BEGIN Data records
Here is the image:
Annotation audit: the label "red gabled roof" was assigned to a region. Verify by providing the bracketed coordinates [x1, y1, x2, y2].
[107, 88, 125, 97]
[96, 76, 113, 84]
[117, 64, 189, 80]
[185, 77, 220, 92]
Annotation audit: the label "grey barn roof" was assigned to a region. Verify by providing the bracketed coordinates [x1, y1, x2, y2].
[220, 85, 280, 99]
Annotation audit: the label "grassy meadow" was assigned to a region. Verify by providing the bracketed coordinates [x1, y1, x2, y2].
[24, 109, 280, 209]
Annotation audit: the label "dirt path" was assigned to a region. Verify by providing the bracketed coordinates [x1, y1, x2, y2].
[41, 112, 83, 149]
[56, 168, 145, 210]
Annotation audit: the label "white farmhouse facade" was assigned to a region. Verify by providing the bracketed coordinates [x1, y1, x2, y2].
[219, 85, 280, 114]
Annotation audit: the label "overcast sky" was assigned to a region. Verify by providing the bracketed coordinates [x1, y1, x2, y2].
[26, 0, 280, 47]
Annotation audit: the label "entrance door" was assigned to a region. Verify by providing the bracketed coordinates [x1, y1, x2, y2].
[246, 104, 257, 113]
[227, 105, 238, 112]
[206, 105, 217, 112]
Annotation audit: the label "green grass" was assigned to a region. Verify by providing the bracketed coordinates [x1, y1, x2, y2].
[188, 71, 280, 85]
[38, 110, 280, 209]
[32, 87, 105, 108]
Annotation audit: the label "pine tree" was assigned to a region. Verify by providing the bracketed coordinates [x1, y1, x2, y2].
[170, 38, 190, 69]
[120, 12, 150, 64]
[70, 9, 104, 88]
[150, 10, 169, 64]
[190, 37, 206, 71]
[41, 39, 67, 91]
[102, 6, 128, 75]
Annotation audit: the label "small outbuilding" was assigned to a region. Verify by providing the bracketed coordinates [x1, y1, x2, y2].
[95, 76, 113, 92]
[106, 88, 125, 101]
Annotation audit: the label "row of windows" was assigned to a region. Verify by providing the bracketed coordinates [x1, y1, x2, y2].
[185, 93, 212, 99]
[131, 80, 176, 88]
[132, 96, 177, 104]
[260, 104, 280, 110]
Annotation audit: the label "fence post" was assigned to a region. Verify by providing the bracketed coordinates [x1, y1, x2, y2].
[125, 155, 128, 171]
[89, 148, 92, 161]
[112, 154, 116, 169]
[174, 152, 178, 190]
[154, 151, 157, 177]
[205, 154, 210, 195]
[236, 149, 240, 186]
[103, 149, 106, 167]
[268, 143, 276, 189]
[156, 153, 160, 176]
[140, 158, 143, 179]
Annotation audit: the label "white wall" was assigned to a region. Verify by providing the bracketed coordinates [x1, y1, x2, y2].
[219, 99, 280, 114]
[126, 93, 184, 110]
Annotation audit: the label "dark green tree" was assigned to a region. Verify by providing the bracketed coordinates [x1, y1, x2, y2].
END Data records
▶ **What is being asked**:
Could you retype every line of the data exactly?

▶ **Completed task**:
Here is the image:
Annotation audit: the label "red gabled roof" was assigned to a region. Verify by providing the bracketed coordinates [x1, y1, x2, y2].
[107, 88, 125, 97]
[96, 76, 113, 84]
[117, 64, 189, 80]
[185, 77, 220, 92]
Annotation audit: the label "grey barn roof" was assigned to a region. Verify by providing the bracketed coordinates [x1, y1, x2, y2].
[220, 85, 280, 99]
Annotation audit: the label "grassy meadow" was assigned to a region. Verify by providing the bracketed coordinates [x1, y1, x2, y2].
[24, 109, 280, 209]
Annotation audit: the label "dirt path" was assigned to a region. Verify by providing the bracketed coordinates [x1, y1, x2, y2].
[41, 112, 83, 149]
[56, 168, 145, 210]
Annotation audit: the label "white farmhouse facade" was assigned to a region. Verify by providing the bracketed coordinates [x1, y1, x2, y2].
[219, 85, 280, 114]
Annotation audit: the label "overcast sky" was assigned to a region. Verify by providing the bracketed coordinates [x1, y1, x2, y2].
[26, 0, 280, 47]
Annotation audit: the label "entrance door" was assigned to a region. Verify by providing the bracketed coordinates [x1, y1, x2, y2].
[246, 104, 257, 113]
[227, 105, 238, 112]
[206, 105, 217, 112]
Annotation audit: the label "green grass" was assigned to a region. Verify by providing the bracketed coordinates [x1, y1, x2, y2].
[188, 71, 280, 85]
[38, 110, 280, 209]
[32, 87, 105, 108]
Annotation audit: the label "pine tree" was assigned to a region. Verify by providing the bracketed coordinates [x1, y1, x2, y2].
[170, 38, 190, 69]
[120, 12, 150, 64]
[70, 9, 104, 88]
[150, 10, 169, 64]
[190, 37, 206, 71]
[41, 39, 67, 91]
[102, 6, 128, 75]
Annotation audit: the label "small outbuilding" was assigned to a region. Verify by providing the bracketed coordinates [x1, y1, x2, y2].
[95, 76, 113, 92]
[106, 88, 125, 101]
Annotation audit: the label "row of windows" was assigned to a region. Verify by providing the bracketed coordinates [x1, y1, x2, y2].
[185, 93, 212, 99]
[131, 80, 176, 88]
[132, 96, 177, 104]
[260, 104, 280, 110]
Annotation audit: the label "fence post" was assigned to a region. Verify by providing the bracketed coordinates [x1, y1, x2, y2].
[125, 155, 128, 171]
[89, 148, 92, 161]
[112, 154, 116, 169]
[174, 152, 178, 190]
[154, 151, 157, 177]
[205, 154, 210, 195]
[236, 149, 240, 186]
[103, 149, 106, 167]
[268, 143, 276, 189]
[156, 153, 160, 176]
[140, 158, 143, 179]
Annotation audit: the label "white wall" was assigned to a region. Verify by providing the bracketed coordinates [x1, y1, x2, y2].
[219, 99, 280, 114]
[126, 93, 184, 110]
Annotation audit: the label "dark green tree" was assigned to a region. Verify by providing the bracketed coordinates [x1, y1, x2, y2].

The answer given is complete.